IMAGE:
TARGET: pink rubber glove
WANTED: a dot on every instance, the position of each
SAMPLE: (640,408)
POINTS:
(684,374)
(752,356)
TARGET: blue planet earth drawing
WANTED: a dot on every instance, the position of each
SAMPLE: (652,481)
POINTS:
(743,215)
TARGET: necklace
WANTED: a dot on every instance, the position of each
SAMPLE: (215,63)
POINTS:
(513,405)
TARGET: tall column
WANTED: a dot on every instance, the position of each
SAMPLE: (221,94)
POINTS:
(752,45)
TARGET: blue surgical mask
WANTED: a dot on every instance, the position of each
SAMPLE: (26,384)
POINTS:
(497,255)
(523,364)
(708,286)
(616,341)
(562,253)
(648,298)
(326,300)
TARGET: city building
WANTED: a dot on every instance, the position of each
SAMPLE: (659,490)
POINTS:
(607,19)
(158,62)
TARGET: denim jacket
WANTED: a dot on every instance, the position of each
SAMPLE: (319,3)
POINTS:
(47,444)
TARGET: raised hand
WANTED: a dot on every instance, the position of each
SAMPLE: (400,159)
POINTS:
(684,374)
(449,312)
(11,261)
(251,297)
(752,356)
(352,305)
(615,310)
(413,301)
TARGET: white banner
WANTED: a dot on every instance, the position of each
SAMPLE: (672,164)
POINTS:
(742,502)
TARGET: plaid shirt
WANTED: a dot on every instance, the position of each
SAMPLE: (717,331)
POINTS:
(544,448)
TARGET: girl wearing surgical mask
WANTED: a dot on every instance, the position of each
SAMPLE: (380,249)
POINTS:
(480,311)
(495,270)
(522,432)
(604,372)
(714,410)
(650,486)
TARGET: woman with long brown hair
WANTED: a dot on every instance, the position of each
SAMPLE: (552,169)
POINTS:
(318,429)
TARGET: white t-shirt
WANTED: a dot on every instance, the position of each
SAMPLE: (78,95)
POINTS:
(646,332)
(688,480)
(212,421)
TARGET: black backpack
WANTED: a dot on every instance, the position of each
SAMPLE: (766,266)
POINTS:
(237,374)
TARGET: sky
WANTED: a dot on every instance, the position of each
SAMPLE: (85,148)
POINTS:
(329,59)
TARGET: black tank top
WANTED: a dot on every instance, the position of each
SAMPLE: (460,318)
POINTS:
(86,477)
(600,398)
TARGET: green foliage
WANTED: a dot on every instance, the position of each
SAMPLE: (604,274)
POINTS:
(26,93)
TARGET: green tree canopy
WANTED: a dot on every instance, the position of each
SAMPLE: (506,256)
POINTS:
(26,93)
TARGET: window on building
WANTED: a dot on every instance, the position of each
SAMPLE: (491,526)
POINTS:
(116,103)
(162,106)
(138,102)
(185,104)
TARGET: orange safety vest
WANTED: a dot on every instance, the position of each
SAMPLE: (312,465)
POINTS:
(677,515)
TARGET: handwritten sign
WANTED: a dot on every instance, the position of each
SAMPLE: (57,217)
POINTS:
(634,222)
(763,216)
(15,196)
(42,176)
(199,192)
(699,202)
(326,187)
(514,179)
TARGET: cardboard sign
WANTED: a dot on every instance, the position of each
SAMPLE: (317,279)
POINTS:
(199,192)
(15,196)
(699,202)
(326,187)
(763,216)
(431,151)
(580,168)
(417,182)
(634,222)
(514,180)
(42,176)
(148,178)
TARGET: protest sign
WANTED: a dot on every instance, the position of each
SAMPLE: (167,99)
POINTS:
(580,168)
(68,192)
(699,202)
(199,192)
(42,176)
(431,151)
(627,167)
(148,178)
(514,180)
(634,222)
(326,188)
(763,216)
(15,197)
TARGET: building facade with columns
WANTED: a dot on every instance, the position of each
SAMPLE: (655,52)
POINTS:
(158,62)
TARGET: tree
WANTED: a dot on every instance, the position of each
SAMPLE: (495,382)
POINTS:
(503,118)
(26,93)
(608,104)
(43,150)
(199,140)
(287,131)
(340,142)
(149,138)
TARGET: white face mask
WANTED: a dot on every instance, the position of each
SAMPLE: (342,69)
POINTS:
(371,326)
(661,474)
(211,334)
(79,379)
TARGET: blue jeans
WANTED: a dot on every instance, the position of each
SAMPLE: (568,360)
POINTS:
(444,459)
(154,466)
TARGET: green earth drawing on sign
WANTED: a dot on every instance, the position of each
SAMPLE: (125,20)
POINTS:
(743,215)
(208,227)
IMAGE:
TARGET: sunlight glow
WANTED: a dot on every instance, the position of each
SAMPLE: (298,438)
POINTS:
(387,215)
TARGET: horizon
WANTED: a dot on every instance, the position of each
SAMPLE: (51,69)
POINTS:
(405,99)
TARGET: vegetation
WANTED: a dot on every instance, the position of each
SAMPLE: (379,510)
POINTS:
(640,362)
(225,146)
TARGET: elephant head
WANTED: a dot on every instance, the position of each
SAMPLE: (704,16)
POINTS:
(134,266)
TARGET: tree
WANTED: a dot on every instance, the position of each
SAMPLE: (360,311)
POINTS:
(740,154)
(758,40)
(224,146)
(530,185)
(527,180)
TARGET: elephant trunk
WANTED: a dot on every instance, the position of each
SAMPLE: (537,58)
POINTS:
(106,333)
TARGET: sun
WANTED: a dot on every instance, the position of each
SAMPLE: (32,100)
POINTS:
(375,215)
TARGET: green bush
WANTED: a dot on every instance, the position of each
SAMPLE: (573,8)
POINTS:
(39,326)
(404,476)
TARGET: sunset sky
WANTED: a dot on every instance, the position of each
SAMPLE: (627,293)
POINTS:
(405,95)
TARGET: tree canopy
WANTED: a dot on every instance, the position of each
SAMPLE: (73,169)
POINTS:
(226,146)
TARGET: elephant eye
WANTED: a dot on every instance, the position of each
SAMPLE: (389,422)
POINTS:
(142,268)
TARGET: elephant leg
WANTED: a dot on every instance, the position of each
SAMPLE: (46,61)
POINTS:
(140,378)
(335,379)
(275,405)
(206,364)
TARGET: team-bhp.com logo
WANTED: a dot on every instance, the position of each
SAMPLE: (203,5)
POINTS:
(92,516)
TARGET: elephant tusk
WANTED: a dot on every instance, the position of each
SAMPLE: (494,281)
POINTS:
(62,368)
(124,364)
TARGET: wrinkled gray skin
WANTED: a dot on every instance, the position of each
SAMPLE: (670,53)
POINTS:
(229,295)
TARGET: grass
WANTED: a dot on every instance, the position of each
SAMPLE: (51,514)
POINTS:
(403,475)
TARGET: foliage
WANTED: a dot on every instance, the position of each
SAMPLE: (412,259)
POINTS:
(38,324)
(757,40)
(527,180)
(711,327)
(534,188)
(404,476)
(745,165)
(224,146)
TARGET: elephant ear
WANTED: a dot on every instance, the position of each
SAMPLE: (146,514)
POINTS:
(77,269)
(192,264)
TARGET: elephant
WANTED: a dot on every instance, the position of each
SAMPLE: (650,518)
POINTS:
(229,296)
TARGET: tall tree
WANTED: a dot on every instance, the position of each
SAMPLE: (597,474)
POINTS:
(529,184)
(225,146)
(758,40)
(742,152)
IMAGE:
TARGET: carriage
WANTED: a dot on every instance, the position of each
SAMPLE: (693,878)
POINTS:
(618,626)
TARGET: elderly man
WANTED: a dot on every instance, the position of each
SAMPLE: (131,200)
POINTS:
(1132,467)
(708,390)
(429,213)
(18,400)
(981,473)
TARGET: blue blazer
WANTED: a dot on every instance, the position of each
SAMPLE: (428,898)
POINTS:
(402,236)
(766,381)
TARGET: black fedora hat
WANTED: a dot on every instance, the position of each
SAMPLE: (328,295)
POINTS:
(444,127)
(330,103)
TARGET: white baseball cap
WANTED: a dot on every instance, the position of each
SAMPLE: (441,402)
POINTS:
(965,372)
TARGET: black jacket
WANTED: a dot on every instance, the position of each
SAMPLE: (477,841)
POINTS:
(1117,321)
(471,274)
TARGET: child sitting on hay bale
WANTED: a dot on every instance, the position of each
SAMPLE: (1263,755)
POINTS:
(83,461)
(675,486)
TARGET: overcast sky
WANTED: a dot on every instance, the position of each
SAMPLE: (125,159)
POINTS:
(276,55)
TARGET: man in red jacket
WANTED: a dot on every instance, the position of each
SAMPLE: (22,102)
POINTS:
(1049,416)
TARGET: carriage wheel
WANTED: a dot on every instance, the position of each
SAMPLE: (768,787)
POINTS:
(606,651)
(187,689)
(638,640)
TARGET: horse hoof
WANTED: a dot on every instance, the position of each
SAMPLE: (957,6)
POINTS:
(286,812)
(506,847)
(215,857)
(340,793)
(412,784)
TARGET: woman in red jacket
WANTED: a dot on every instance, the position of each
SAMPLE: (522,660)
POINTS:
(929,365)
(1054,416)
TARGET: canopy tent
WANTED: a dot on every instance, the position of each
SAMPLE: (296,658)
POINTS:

----------

JOB:
Copy only the stretch running from the line containing "TARGET: black jacket" to the final line of the entries, both ends included, exactly as it stands.

COMPLETED TASK:
TARGET: black jacket
WANTED: a dot on every instance, the position of each
SAMPLE: (477,841)
POINTS:
(1117,321)
(471,274)
TARGET: child sitting on hay bale
WANTED: a dot on every instance, the position of each
SAMPLE: (1263,755)
POINTS:
(83,461)
(675,486)
TARGET: overcast sky
WANTED: a dot on every instance, the position of each
SAMPLE: (125,159)
POINTS:
(276,55)
TARGET: man in red jacket
WANTED: a dot on every instance, the position of each
SAMPLE: (22,102)
POINTS:
(1049,416)
TARGET: carriage wheel
WANTED: a dot on every instance, the position of each
SAMPLE: (768,787)
POINTS:
(606,651)
(187,689)
(638,640)
TARGET: horse hoof
WANTED: a dot on every instance, the position of each
SAMPLE: (957,6)
POINTS:
(286,812)
(506,847)
(215,857)
(340,793)
(412,784)
TARGET: woman in red jacket
WANTED: a dot on every instance, the position of each
SAMPLE: (522,660)
POINTS:
(929,365)
(1054,416)
TARGET: canopy tent
WANTED: a dot on every instance, the position of each
SAMPLE: (296,658)
POINTS:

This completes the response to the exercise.